WHAT IS NEEDED: Set down the material below in full, matching it exactly.
****
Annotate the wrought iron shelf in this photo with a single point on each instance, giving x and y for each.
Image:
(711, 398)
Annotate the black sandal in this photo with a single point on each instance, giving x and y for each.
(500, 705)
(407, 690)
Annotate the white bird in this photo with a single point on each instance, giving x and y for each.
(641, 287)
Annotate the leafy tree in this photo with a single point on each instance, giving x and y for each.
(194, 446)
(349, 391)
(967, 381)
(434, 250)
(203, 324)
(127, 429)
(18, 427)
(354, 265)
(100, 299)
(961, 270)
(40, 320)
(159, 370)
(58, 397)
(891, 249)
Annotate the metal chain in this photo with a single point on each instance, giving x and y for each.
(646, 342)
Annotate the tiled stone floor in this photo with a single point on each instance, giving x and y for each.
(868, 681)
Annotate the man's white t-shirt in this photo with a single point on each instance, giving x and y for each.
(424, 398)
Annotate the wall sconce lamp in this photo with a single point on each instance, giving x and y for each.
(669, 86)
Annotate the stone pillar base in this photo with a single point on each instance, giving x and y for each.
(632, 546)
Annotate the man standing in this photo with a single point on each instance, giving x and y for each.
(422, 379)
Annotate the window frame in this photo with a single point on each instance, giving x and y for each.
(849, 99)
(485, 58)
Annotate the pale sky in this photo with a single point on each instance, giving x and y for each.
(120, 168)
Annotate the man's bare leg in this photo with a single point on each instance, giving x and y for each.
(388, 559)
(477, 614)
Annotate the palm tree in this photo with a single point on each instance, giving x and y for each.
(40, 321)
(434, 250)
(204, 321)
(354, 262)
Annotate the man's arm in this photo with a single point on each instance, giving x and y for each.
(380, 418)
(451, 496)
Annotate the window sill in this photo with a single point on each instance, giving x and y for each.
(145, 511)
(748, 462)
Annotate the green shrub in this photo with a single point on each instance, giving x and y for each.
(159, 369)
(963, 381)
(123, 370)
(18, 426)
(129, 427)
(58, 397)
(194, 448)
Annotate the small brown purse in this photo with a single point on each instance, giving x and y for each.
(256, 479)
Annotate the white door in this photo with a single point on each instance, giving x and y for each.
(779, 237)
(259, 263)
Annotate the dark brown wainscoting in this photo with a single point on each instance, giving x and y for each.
****
SOLUTION:
Annotate the wrought iron shelf in this photo with a single point on each instance, giving x and y for each.
Image:
(711, 398)
Annotate the black sandal in this photo with a single point on each instance, giving x and y for each.
(500, 705)
(407, 690)
Annotate the white bird in this photo with a single point on each instance, giving x and y for each.
(641, 287)
Annotate the leafy tree in this photo with a single point on each instance, giving x and y for each.
(194, 446)
(349, 391)
(967, 381)
(434, 250)
(203, 324)
(127, 429)
(18, 427)
(354, 265)
(100, 299)
(961, 270)
(40, 320)
(159, 370)
(58, 397)
(891, 249)
Annotate the metal chain in this photo with a single point on each instance, giving x and y for each.
(646, 342)
Annotate the tiled stone floor in this photo with a single point on each instance, giving x and y for each.
(868, 681)
Annotate the man's white t-shirt in this photo with a single point on each instance, giving x and y for each.
(424, 398)
Annotate the wall sconce lamp in this photo with a single point on each instance, giving x and y for each.
(669, 86)
Annotate the stone pillar base in this photo with a single point on each instance, giving x and y for each.
(632, 546)
Annotate the man standing in this photo with a single point on each instance, giving x and y for each.
(422, 379)
Annotate the window frame in this photo with a single point on each instance, giving x and y for each.
(849, 99)
(485, 58)
Annotate the pale sky in this photo with a single point on each instance, giving x and y for each.
(120, 168)
Annotate the man's bare leg in this photo with a single point on each instance, giving x and y for each.
(388, 559)
(477, 614)
Annotate the palm tree in this photo with a single point on each instance, giving x and y for each.
(40, 321)
(434, 250)
(204, 321)
(354, 262)
Annotate the man's arm in this photo with a single point on each instance, giving x and y for each.
(380, 418)
(451, 496)
Annotate the window sill in this photo with a single point on each instance, giving x and y for each.
(145, 511)
(748, 462)
Annotate the green shrub in this photo with a single point on each instance, giving x and y for each.
(159, 369)
(963, 381)
(123, 370)
(18, 426)
(129, 427)
(58, 397)
(194, 448)
Annotate the small brown purse in this photo with a single point on each instance, giving x and y for each.
(256, 479)
Annotate the white door in this photo with a single point on each instance, giving x and y for each.
(779, 237)
(259, 263)
Annotate the dark brown wainscoting in this photo with a single point on each instance, giving x and y for each.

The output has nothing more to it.